[SELECTED EXCERPT start]

`aggs_for_arrays`
=================
This Postgres extension provides various functions for operating on arrays,
for instance taking the histogram of an array of numbers.
These functions are useful because if you have a lot values you want to aggregate,
queries that fetch each value from a separate row can have poor performance.
Storing all the values in a single row as a Postgres array
can drastically improve query performance.
For instance, computing a 1000-bucket histogram on one million float values
stored in separate rows took 12 seconds in a simple benchmark,
compared to 27 milliseconds with the `array_to_hist` function.
Using arrays in this way is a bit like a poor-man's column-store database:
it lets you keep all the values for one attribute in one place.
(It's also a bit like how in R and Pandas you often see parallel arrays rather than arrays of objects.)
To simplify a little, imagine pulling one million floats off disk in a single 8MB chunk
instead of asking the drive for one million separate reads.
I wouldn't use this pattern if your arrays get updated a lot,
lest you take a hit on writes (At least test first!),
but if they are pretty stable then using arrays can greatly speed up reads.
With such an approach you could still use SQL or PLPGSQL,
but these functions outperform such code,
because the Postgres C API lets you skip a lot of the work
for interfacing at those higher levels.
For instance, the same benchmark gave 398ms for a SQL solution
and 12 seconds for a plpgsql solution.
We show further benchmark results below.

[SELECTED EXCERPT end]
[INFORMATION SUPPLIED start]

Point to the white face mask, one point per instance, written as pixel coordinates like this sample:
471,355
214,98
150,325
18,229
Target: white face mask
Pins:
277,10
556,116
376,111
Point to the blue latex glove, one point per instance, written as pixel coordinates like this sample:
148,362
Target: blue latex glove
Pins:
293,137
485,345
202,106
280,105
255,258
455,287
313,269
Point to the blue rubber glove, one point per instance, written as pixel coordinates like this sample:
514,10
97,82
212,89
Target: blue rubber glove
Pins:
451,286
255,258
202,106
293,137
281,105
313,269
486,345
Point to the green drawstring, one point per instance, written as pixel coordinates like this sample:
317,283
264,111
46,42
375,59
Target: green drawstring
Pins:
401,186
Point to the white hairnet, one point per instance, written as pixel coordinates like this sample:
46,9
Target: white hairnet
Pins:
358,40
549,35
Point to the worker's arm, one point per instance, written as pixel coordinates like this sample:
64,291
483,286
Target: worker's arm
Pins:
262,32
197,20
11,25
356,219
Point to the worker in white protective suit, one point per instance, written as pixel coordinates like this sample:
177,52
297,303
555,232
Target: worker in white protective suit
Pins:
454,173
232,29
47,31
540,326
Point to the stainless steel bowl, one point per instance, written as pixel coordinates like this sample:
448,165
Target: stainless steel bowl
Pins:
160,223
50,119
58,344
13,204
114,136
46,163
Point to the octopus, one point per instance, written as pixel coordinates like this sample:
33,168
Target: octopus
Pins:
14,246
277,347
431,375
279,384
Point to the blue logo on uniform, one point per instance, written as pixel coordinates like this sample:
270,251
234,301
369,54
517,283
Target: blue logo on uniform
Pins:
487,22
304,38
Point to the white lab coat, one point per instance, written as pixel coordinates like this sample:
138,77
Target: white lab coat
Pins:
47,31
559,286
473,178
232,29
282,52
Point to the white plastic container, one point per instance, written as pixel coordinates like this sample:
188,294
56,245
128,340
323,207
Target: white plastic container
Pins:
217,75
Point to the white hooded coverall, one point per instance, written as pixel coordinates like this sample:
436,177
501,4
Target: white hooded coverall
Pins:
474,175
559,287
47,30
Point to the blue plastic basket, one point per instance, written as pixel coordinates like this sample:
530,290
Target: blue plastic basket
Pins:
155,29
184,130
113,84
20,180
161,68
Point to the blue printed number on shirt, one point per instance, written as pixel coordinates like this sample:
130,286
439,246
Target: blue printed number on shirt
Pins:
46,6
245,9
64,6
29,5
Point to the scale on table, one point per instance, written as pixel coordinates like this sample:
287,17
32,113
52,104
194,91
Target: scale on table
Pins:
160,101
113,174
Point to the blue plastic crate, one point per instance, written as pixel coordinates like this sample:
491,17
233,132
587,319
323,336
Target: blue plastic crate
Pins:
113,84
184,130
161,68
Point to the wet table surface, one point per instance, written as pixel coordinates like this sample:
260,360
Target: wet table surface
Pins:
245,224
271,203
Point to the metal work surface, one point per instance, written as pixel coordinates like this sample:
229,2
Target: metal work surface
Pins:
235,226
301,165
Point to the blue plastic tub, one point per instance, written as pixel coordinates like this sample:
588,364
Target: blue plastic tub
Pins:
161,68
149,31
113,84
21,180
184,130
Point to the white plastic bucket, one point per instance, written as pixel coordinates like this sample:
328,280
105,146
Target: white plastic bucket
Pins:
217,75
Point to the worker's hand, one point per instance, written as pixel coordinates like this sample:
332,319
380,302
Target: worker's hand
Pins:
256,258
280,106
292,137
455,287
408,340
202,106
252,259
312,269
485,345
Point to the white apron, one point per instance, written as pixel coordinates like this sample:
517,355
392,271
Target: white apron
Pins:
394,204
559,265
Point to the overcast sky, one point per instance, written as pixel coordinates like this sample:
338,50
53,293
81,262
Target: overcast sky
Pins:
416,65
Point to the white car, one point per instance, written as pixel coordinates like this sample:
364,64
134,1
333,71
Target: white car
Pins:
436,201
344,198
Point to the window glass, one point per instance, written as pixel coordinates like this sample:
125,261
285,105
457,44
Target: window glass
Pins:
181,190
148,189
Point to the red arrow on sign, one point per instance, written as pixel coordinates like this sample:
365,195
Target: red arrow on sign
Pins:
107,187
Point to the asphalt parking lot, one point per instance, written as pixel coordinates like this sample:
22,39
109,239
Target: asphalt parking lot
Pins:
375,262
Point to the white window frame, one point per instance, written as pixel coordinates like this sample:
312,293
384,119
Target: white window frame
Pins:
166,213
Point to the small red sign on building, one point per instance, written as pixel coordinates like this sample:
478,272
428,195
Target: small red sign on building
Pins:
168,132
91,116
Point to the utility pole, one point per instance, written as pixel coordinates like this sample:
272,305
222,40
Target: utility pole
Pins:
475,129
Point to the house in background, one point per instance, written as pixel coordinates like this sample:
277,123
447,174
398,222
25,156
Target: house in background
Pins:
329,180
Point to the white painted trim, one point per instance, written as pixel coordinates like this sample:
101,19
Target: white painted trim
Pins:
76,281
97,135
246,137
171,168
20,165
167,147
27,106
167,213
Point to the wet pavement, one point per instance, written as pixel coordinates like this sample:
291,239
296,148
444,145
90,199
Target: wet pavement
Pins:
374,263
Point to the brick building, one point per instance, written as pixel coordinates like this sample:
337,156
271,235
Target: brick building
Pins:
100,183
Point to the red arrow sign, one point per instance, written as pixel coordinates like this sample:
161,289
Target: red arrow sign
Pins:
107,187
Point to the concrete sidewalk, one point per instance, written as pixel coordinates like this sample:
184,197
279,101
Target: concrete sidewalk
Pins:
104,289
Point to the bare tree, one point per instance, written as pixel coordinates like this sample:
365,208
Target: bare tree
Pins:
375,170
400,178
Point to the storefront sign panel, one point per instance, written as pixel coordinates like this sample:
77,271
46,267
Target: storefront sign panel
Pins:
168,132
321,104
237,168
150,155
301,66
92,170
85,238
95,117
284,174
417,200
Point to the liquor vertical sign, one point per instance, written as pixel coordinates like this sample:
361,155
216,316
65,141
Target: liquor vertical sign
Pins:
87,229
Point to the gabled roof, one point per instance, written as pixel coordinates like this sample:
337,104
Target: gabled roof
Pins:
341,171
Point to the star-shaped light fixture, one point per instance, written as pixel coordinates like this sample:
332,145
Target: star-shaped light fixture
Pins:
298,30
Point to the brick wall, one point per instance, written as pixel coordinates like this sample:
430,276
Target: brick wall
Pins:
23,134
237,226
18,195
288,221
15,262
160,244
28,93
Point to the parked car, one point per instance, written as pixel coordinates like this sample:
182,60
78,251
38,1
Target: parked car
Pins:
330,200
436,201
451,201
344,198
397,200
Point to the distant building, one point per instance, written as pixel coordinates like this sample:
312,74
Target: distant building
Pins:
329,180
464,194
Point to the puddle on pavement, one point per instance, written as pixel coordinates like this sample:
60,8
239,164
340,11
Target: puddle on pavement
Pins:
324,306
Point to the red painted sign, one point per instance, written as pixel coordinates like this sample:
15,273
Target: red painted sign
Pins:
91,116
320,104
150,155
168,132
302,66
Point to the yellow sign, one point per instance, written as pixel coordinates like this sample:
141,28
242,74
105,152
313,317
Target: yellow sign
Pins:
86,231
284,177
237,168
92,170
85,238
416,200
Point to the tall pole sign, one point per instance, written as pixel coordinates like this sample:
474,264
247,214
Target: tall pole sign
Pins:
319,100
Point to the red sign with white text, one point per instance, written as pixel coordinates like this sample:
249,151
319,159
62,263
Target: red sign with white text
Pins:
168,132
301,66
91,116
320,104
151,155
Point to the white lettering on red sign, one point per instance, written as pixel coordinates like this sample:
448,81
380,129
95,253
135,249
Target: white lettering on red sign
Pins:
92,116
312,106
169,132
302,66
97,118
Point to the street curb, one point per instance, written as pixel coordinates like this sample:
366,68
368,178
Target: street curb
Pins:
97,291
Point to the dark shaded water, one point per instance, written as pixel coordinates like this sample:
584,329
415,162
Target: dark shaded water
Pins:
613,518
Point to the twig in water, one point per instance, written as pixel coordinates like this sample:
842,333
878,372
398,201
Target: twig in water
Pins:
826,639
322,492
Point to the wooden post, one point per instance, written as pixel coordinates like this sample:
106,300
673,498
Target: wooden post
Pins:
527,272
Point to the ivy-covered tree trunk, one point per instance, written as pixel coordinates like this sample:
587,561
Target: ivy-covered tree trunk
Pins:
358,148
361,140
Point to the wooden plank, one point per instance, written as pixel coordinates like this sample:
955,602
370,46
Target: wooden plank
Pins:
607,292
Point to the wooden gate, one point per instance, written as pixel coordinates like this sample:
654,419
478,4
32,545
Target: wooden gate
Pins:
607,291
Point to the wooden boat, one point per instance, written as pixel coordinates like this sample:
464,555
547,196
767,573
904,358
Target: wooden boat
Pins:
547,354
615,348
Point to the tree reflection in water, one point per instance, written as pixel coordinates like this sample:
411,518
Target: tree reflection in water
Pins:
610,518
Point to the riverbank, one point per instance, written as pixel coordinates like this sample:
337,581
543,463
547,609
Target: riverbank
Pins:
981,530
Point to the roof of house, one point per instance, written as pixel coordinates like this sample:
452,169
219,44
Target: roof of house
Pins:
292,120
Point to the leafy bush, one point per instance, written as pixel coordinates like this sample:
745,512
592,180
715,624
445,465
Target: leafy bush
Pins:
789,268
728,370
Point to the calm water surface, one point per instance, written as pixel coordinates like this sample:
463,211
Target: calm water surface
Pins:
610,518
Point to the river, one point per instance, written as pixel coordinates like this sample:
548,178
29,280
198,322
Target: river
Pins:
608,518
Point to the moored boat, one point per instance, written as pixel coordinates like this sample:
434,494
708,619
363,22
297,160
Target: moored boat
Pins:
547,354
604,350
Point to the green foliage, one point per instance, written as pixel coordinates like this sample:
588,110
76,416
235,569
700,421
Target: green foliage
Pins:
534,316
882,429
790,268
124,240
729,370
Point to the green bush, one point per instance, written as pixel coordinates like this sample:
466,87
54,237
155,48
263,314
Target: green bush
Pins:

[INFORMATION SUPPLIED end]

- [DIRECTIONS]
[1] From the aggs_for_arrays text, extract the passage between "Using arrays in" and "speed up reads.", inclusive.
[2] Answer these questions using the aggs_for_arrays text:
(a) How long did the 1000-bucket histogram on one million float values take with the values stored in separate rows?
(b) Which function completed that histogram in 27 milliseconds?
(c) What time did a SQL solution give in the same benchmark?
[3] According to the aggs_for_arrays text, why do the extension's functions outperform equivalent SQL or PLPGSQL code?
The listing was taken from a separate source.

- [EXERCISE RESPONSES]
[1]
Using arrays in this way is a bit like a poor-man's column-store database:
it lets you keep all the values for one attribute in one place.
(It's also a bit like how in R and Pandas you often see parallel arrays rather than arrays of objects.)
To simplify a little, imagine pulling one million floats off disk in a single 8MB chunk
instead of asking the drive for one million separate reads.
I wouldn't use this pattern if your arrays get updated a lot,
lest you take a hit on writes (At least test first!),
but if they are pretty stable then using arrays can greatly speed up reads.

[2]
(a) 12 seconds
(b) `array_to_hist`
(c) 398ms

[3] They are faster because the Postgres C API lets them skip much of the work needed for interfacing at those higher levels.